[O que fazer]:
#1 Segundo o texto sobre a Revolução Cubana, em que data a revolução triunfou?
#2 Repita fielmente todo o trecho do texto sobre a Revolução Cubana que vai de "Compartilhamos o relatório" até "reforma agrária limitada.".

[Trecho do texto]:
----------

A Revolução Cubana: Lições e Debates

Compartilhamos o relatório realizado pelo nosso companheiro Alejandro Bodard na emissão do Panorama Internacional de 8/10/2020

No dia primeiro de janeiro de 1959 triunfava a Revolução Cubana. O ditador Batista fugia da ilha enquanto as tropas guerrilheiras comandadas por Fidel Castro entravam em Santiago, e as que encabeçavam o Che e Camilo Cienfuegos tomavam Havana.

Cuba seria o primeiro país da América a expropriar a burguesia, e seu surgimento inspirou e radicalizou uma geração inteira na América Latina e no mundo.

Cuba era praticamente uma colônia dos Estados Unidos, governada pela ditadura sanguinária e corrupta de Batista.

O Movimento 26 de Julho que liderou a revolução não foi nem marxista nem anticapitalista, mas nacionalista e antiditatorial.

O seu programa limitava-se a remover Batista, instalar um regime democrático burguês e implementar uma reforma agrária limitada.

Contava com o apoio de um sector dos latifundiários que se opunha a Batista e setores do imperialismo estadunidense que foram excluídos dos negócios da ilha.

Mas o triunfo da guerrilha provocou um salto na ascensão do movimento de massas.

Este vinha avançando entre os camponeses, que junto à guerrilha estavam há tempo implementando a reforma agrária nos territórios que controlavam.

Após a queda de Batista, veio uma onda de greves generalizadas nas cidades que durou grande parte do ano.

Esta pressão foi empurrando a liderança a tomar medidas que, sem ultrapassar os limites do capitalismo, aumentaram os atritos com o imperialismo, especialmente as execuções dos repressores da ditadura e a redução das tarifas de eletricidade e telefone, geridas por empresas estadunidenses.

----------

[Informações exibidas]:
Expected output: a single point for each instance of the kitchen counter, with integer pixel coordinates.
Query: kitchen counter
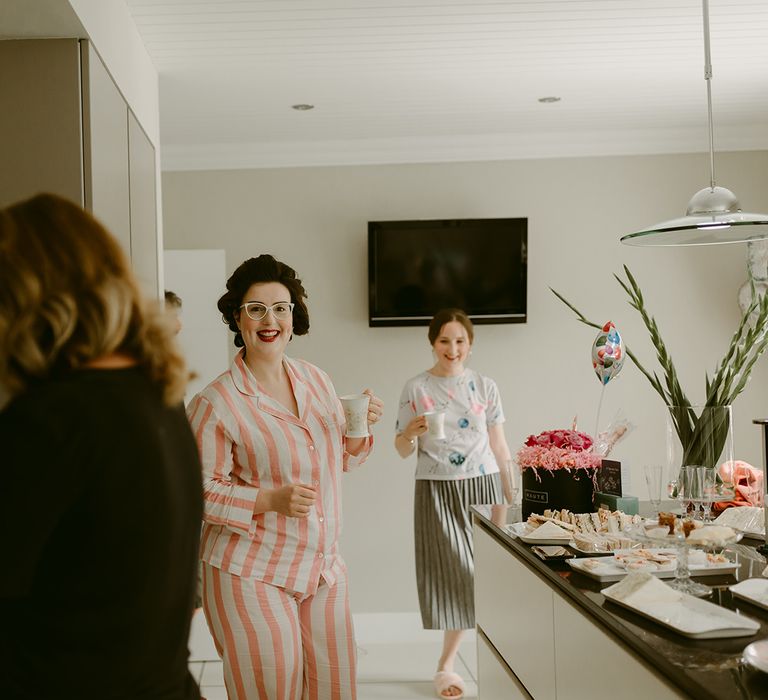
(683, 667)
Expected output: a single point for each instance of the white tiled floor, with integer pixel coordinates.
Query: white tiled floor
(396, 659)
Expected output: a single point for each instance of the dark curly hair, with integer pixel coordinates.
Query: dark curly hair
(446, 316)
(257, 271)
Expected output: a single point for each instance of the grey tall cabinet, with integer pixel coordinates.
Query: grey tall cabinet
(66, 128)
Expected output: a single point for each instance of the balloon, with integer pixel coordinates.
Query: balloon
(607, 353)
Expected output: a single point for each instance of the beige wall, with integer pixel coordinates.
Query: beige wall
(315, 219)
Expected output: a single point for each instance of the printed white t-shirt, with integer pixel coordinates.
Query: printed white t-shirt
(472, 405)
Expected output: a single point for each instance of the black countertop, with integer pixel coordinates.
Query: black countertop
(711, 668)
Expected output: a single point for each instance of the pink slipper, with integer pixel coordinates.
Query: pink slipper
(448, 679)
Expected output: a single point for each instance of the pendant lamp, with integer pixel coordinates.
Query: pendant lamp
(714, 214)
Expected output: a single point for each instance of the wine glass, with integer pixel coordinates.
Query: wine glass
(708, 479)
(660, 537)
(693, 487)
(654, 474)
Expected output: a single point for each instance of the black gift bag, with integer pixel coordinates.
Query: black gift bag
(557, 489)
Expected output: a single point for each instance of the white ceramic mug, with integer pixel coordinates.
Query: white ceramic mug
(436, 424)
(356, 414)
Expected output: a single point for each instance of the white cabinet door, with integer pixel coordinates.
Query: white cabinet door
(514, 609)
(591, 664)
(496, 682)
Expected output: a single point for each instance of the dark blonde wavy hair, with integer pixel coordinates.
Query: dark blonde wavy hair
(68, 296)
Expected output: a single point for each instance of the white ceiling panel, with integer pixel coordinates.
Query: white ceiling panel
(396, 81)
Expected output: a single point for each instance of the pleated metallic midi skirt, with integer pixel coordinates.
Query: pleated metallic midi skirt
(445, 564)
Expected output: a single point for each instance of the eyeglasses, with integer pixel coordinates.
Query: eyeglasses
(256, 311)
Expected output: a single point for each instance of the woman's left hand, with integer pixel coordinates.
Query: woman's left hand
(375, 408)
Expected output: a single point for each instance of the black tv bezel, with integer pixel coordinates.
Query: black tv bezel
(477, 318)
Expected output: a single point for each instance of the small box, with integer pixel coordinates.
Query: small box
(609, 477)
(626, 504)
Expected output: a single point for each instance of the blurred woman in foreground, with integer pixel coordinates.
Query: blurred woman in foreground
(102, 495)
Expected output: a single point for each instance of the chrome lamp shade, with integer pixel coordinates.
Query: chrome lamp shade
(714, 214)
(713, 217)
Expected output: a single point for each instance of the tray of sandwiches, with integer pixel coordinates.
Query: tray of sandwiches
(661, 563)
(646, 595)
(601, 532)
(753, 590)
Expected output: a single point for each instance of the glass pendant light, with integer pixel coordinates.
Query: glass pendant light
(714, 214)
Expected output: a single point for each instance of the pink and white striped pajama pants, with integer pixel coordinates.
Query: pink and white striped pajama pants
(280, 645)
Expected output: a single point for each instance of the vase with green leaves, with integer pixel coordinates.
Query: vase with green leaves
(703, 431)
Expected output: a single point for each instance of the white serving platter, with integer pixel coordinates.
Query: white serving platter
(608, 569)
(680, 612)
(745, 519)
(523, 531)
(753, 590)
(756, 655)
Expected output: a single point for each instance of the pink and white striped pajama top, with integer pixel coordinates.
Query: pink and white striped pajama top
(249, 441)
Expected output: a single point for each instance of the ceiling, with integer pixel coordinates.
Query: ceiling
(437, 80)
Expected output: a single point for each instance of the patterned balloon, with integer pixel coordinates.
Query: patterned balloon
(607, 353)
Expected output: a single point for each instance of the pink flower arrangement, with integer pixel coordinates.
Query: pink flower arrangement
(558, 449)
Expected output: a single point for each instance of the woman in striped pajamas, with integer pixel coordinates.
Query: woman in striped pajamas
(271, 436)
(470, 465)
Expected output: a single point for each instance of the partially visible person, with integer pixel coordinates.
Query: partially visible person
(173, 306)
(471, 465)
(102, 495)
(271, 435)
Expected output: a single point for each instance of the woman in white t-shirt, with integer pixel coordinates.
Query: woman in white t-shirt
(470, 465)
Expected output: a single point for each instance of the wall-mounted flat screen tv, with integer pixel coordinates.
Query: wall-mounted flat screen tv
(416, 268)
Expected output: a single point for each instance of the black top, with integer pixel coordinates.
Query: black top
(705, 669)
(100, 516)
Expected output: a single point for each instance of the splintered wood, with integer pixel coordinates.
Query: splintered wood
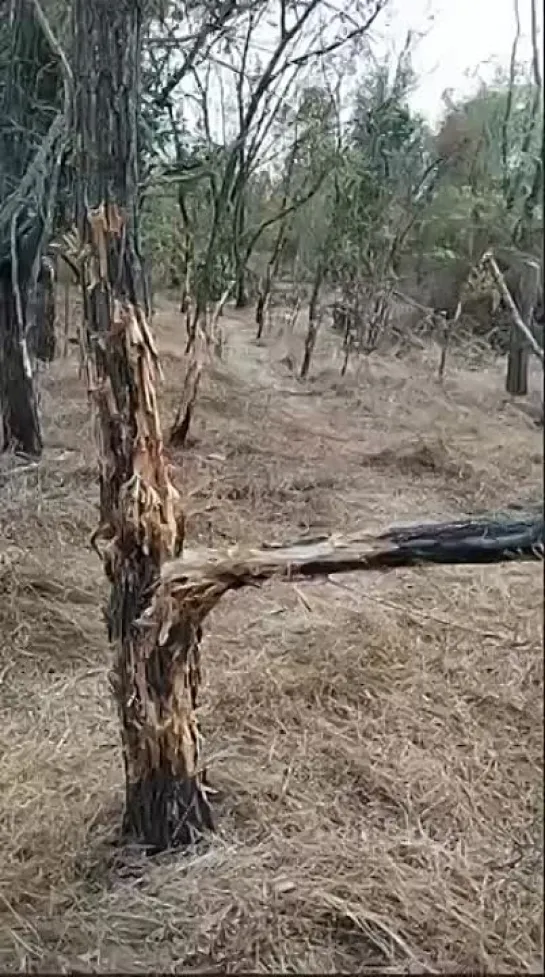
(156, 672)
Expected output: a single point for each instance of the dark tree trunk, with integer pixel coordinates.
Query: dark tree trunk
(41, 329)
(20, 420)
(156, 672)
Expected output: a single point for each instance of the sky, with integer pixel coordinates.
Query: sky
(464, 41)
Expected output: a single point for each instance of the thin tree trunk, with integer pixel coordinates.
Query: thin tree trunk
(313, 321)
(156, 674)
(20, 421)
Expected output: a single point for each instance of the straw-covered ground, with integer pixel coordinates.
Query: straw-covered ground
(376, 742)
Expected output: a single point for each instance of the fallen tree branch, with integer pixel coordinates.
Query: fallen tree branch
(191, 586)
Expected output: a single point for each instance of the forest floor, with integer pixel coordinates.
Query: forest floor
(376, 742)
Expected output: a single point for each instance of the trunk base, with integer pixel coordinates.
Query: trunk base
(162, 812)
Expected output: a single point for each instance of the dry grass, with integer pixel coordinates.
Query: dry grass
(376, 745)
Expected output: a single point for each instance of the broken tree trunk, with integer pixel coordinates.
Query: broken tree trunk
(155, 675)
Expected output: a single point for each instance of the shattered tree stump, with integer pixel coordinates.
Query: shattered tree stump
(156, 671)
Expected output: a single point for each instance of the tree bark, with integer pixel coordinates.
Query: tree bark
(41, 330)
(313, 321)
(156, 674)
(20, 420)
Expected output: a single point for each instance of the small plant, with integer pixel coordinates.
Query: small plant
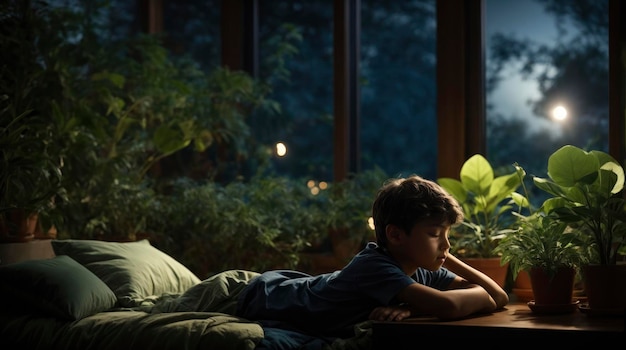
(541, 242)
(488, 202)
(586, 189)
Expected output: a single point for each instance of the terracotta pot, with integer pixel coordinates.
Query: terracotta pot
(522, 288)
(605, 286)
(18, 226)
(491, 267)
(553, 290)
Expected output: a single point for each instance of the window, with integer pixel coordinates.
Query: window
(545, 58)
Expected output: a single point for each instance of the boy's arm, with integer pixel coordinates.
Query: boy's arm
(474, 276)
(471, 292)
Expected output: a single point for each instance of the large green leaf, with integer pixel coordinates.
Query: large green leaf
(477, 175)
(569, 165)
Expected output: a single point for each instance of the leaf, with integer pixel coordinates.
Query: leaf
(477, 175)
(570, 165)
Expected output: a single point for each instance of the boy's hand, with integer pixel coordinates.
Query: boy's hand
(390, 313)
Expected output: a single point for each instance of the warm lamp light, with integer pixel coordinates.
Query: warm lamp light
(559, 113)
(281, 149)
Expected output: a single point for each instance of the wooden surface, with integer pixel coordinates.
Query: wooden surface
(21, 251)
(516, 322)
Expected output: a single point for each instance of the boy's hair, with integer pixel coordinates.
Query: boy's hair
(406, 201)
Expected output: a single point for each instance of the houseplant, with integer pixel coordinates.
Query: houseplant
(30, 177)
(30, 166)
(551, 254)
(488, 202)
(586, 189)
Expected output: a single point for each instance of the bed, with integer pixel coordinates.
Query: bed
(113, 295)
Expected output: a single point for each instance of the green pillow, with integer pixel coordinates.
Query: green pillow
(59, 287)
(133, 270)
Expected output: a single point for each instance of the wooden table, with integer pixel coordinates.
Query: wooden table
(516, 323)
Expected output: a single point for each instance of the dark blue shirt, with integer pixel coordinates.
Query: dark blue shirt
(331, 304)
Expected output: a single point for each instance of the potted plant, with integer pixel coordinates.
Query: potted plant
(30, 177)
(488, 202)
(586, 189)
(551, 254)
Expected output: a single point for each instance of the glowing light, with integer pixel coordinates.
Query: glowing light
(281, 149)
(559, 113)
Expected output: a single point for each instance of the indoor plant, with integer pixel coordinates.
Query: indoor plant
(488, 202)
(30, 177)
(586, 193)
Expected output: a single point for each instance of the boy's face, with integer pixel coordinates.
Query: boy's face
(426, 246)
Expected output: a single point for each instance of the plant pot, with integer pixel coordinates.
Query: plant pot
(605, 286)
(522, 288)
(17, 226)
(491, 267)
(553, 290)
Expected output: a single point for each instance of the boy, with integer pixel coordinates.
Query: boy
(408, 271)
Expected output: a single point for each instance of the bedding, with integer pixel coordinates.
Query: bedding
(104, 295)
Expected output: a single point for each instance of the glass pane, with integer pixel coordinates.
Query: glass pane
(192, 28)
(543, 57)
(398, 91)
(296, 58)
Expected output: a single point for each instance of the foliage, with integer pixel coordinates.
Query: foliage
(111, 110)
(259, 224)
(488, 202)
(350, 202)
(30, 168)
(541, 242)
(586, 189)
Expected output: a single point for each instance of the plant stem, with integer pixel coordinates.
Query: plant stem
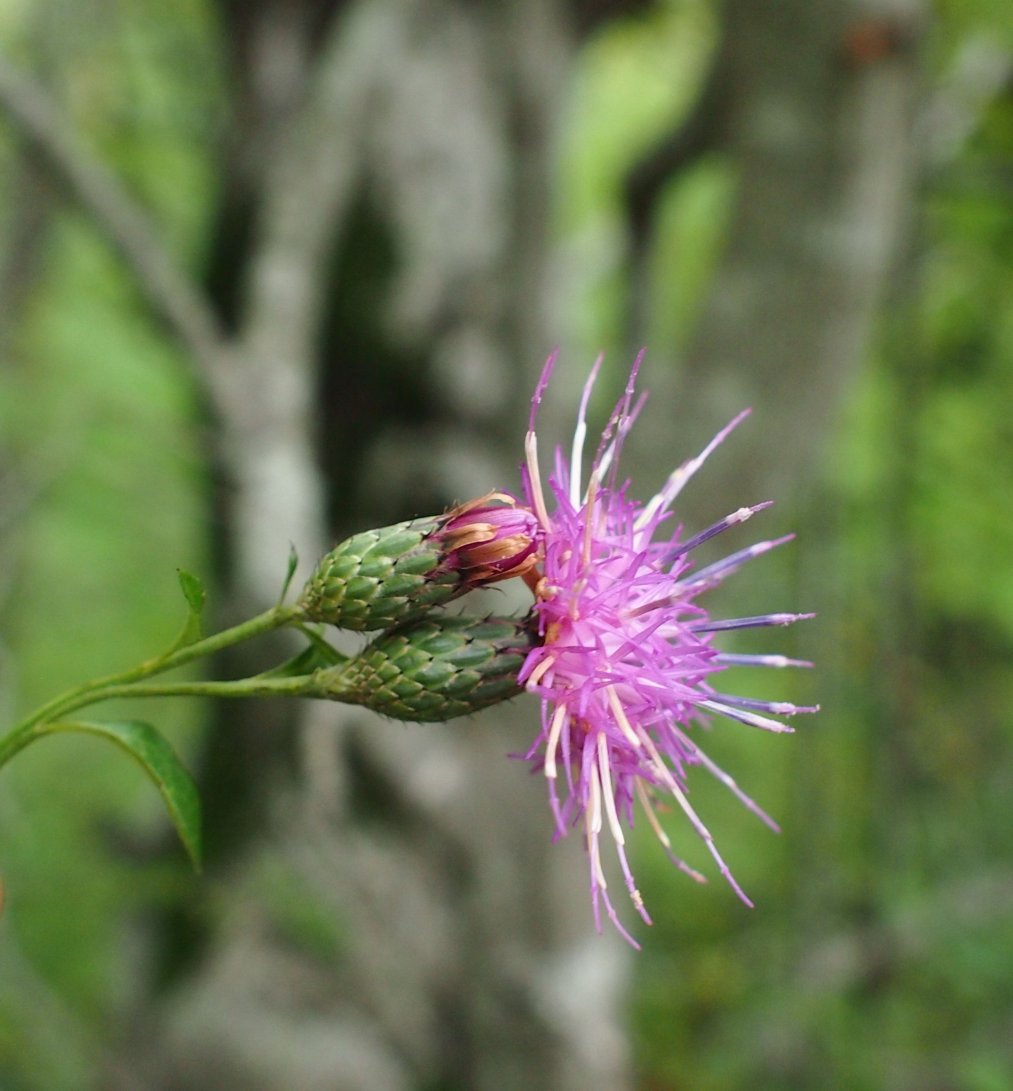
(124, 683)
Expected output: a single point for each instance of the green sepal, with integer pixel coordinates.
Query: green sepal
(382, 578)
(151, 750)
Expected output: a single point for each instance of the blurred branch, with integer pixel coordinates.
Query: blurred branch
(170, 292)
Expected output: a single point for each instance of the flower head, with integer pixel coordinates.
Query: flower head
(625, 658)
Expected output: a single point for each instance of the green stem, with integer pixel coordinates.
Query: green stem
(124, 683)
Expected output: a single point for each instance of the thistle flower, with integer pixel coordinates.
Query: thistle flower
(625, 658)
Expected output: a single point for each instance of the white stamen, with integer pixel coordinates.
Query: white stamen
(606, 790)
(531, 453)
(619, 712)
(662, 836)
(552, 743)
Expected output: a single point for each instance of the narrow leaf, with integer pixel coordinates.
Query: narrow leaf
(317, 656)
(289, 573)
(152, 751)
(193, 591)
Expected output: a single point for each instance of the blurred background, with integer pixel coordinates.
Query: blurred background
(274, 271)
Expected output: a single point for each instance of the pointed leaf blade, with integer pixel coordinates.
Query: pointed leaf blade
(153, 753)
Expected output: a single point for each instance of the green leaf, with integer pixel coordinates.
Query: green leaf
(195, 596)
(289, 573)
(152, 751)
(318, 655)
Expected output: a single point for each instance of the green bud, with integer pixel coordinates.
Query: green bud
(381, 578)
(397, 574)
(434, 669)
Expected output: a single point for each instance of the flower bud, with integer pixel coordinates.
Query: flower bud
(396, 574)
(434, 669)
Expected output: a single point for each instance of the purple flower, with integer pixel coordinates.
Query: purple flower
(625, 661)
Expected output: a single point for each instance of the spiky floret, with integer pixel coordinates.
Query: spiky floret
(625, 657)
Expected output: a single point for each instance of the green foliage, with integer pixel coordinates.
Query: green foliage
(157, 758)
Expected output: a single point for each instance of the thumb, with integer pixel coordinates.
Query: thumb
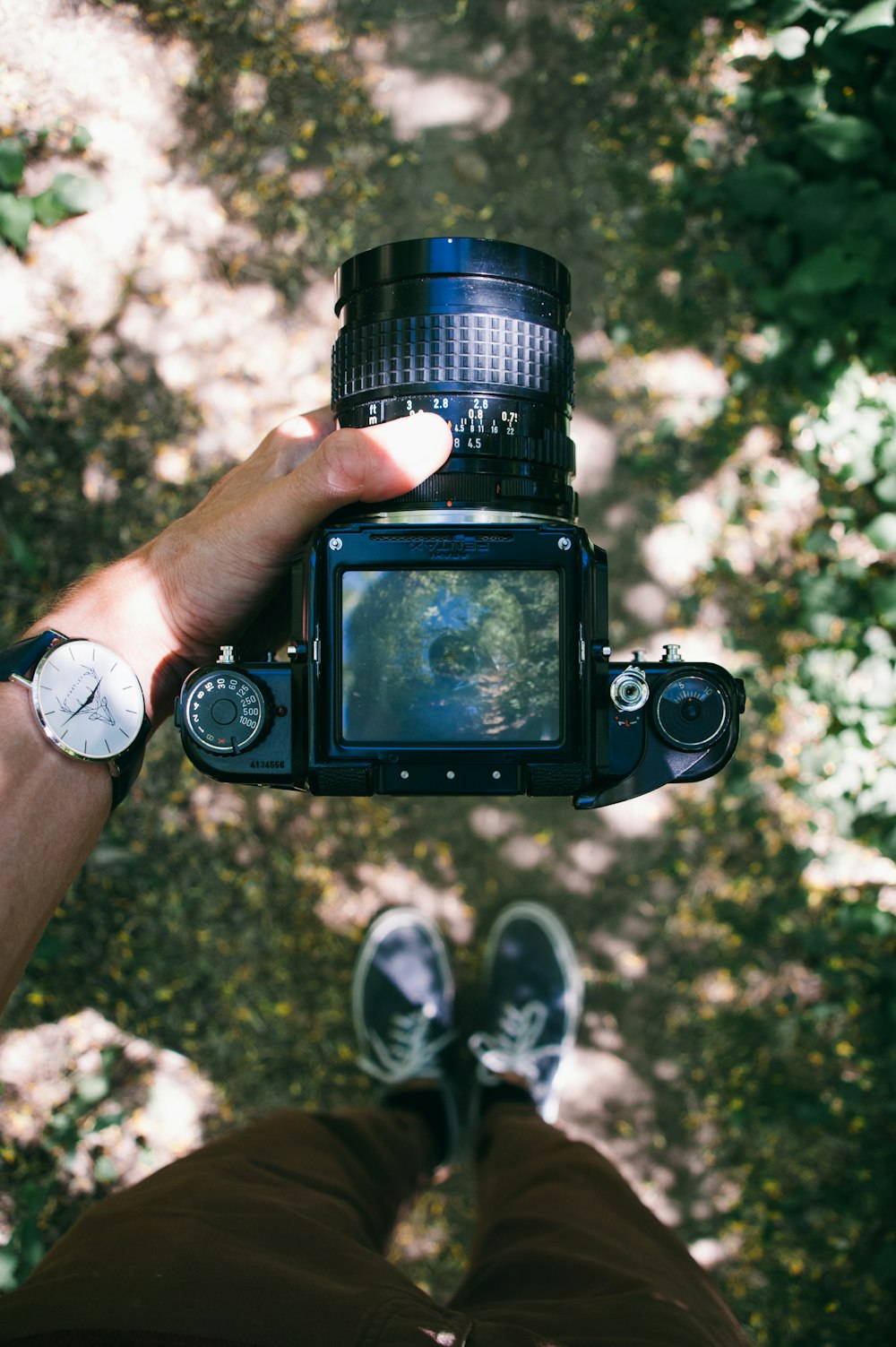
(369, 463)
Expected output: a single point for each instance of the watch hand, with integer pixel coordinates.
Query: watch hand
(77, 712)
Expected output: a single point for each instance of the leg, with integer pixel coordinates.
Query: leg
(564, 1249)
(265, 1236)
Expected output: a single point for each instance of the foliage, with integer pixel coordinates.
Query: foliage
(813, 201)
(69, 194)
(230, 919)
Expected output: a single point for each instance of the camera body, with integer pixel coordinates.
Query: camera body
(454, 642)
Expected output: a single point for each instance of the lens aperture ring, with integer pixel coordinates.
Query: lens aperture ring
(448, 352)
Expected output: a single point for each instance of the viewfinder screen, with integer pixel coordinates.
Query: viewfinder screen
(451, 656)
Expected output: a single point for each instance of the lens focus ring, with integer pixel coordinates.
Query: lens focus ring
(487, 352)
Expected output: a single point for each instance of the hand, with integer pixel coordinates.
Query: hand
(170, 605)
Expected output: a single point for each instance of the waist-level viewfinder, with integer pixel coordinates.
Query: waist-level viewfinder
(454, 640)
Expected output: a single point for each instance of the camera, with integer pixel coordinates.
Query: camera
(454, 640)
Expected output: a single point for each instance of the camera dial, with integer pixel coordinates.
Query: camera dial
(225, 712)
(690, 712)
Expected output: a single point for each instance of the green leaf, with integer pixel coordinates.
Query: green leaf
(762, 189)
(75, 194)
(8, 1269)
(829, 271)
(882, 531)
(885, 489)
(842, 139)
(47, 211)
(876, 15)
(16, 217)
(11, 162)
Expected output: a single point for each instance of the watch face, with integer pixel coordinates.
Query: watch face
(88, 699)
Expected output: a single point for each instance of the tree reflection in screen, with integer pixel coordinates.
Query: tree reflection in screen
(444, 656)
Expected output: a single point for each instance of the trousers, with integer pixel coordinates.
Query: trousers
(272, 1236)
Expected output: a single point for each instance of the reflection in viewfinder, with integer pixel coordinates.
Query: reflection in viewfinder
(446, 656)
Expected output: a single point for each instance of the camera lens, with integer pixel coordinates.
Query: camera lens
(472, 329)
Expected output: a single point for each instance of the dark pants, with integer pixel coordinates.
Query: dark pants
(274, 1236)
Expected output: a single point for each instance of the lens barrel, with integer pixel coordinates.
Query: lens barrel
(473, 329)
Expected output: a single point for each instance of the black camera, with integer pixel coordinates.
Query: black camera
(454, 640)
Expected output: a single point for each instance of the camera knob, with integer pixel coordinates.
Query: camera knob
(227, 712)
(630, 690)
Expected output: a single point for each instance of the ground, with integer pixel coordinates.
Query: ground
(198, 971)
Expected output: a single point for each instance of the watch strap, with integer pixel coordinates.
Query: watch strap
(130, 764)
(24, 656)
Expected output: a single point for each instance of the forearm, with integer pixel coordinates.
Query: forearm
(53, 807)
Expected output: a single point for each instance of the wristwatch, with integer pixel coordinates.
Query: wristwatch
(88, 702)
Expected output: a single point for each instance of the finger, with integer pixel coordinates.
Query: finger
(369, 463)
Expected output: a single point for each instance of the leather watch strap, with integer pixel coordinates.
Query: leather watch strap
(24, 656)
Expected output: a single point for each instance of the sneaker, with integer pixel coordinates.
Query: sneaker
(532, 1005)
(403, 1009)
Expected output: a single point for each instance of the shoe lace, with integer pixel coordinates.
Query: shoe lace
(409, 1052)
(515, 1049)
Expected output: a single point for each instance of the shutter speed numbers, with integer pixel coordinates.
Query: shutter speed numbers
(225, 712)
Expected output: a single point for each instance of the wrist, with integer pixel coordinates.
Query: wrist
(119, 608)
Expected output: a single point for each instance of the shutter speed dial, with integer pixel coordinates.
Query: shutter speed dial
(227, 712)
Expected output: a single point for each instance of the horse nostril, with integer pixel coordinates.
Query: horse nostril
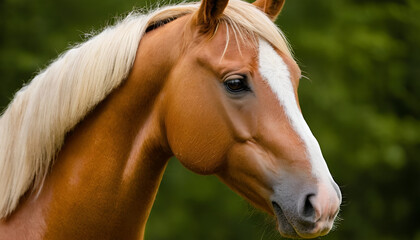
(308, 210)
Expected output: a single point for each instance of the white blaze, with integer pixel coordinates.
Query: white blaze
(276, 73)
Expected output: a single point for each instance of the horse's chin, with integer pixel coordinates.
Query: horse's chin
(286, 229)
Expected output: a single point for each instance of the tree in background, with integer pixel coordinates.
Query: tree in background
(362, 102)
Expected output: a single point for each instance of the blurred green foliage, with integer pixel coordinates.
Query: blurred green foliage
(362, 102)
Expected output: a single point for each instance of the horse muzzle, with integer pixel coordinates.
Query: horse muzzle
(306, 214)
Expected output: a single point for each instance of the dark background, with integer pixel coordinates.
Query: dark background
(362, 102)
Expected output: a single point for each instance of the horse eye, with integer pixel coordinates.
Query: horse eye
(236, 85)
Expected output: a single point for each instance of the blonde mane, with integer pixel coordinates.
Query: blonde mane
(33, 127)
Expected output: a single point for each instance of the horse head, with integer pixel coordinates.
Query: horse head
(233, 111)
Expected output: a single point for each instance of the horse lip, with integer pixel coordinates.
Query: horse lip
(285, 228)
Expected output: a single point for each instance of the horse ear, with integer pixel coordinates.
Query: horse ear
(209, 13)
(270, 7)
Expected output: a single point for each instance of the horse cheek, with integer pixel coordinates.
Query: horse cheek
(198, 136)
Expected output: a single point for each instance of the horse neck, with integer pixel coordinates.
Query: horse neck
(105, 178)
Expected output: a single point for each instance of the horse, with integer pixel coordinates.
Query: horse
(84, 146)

----------

[Resultados em ordem]:
#1 Em 1º de janeiro de 1959.

#2
Compartilhamos o relatório realizado pelo nosso companheiro Alejandro Bodard na emissão do Panorama Internacional de 8/10/2020

No dia primeiro de janeiro de 1959 triunfava a Revolução Cubana. O ditador Batista fugia da ilha enquanto as tropas guerrilheiras comandadas por Fidel Castro entravam em Santiago, e as que encabeçavam o Che e Camilo Cienfuegos tomavam Havana.

Cuba seria o primeiro país da América a expropriar a burguesia, e seu surgimento inspirou e radicalizou uma geração inteira na América Latina e no mundo.

Cuba era praticamente uma colônia dos Estados Unidos, governada pela ditadura sanguinária e corrupta de Batista.

O Movimento 26 de Julho que liderou a revolução não foi nem marxista nem anticapitalista, mas nacionalista e antiditatorial.

O seu programa limitava-se a remover Batista, instalar um regime democrático burguês e implementar uma reforma agrária limitada.